▶ [Prompt]:
Output should begin at the line holding "textured skin in this photo." and end at the last line of the entries; print those lines verbatim and no others.

▶ [Data supplied]:
[Start of Attachment]
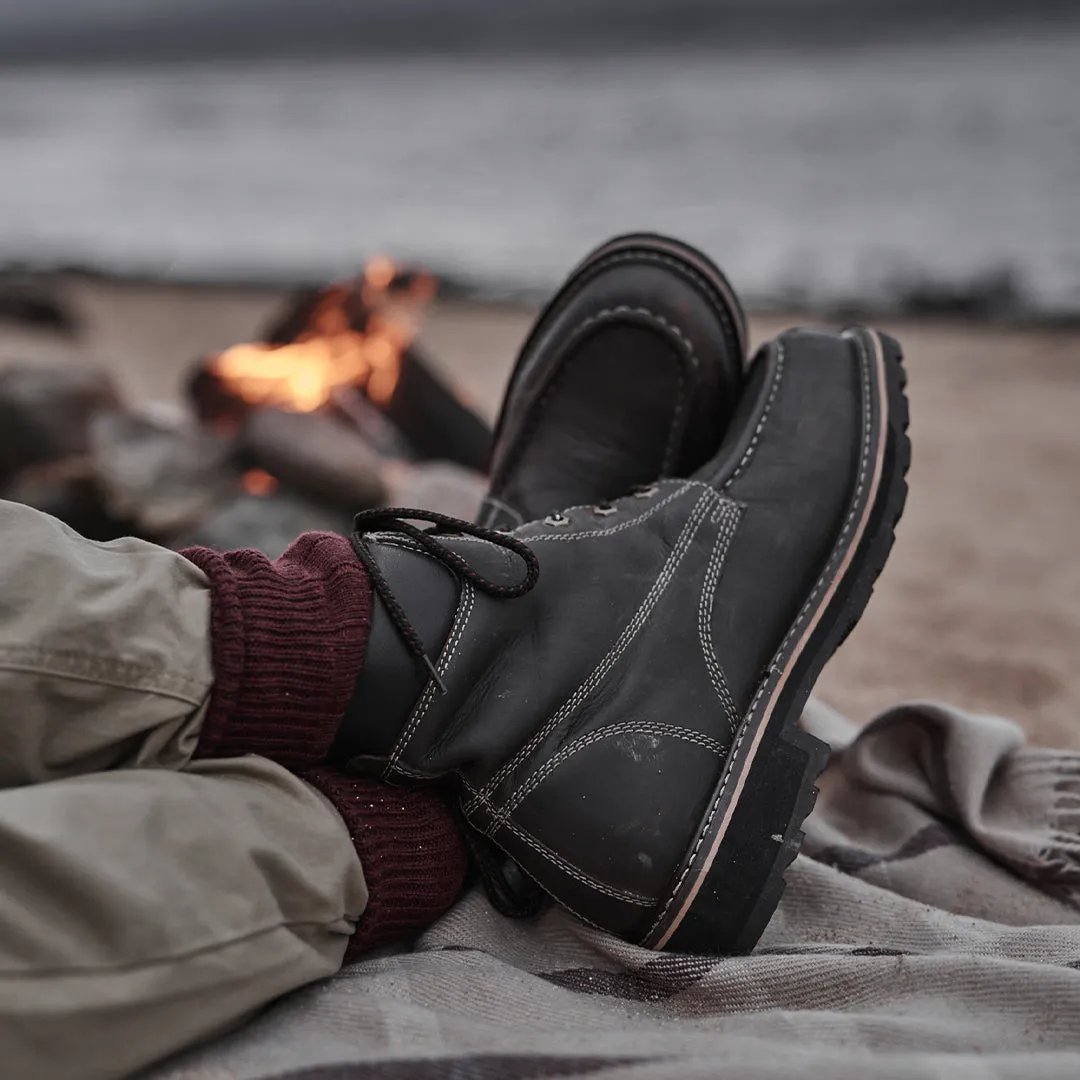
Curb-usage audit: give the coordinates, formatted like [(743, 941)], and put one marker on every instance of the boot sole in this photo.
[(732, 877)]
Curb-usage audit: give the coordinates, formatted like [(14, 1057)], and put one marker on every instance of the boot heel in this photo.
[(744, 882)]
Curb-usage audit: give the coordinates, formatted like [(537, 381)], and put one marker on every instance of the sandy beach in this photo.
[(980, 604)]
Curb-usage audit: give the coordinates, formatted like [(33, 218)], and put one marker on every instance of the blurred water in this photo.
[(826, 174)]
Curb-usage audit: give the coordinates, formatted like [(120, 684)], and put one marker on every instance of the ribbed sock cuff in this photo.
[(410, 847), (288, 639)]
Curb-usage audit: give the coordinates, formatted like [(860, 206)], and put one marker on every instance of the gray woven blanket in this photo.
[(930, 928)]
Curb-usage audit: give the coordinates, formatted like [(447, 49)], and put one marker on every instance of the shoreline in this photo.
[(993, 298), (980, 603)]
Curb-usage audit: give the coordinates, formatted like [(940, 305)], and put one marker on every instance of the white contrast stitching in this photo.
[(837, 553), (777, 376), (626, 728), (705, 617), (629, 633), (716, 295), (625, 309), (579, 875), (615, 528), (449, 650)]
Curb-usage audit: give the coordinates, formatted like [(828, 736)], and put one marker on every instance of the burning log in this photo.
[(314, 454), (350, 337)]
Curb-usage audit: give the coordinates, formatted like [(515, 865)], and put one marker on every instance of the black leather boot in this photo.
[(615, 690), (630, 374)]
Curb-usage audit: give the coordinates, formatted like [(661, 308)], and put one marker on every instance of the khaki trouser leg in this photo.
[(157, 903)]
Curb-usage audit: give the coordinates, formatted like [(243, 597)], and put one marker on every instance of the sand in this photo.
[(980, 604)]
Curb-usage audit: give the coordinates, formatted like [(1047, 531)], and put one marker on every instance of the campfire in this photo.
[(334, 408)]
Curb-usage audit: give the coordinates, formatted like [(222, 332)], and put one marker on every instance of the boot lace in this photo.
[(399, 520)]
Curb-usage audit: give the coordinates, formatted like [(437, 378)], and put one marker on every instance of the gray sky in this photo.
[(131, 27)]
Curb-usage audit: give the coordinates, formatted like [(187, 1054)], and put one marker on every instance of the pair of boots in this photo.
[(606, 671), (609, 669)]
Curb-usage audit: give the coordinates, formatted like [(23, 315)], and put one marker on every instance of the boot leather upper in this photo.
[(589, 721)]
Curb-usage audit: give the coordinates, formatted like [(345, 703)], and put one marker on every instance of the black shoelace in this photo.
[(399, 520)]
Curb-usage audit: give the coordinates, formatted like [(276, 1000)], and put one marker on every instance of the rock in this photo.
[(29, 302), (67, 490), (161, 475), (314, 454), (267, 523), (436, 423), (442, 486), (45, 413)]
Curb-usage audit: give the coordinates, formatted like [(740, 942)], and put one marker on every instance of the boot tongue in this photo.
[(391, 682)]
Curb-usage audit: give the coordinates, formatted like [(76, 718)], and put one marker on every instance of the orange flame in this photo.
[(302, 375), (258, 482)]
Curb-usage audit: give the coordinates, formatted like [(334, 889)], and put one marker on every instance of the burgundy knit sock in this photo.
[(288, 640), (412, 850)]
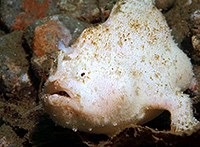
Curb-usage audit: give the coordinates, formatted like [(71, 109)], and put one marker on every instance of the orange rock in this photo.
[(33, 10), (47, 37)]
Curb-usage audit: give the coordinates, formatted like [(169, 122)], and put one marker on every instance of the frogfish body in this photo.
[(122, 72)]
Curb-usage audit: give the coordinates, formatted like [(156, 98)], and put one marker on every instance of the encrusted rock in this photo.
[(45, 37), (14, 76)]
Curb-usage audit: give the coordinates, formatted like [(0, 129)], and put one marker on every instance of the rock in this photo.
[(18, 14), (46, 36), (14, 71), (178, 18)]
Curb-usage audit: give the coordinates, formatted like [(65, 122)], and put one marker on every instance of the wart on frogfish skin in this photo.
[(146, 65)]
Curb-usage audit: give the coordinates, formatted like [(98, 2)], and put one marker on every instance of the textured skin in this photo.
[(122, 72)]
[End of Attachment]
▶ [Problem solution]:
Curb-usage audit: give the coordinates, formatted like [(98, 2)], and put one marker on every instance of the textured skin in this photo.
[(122, 72)]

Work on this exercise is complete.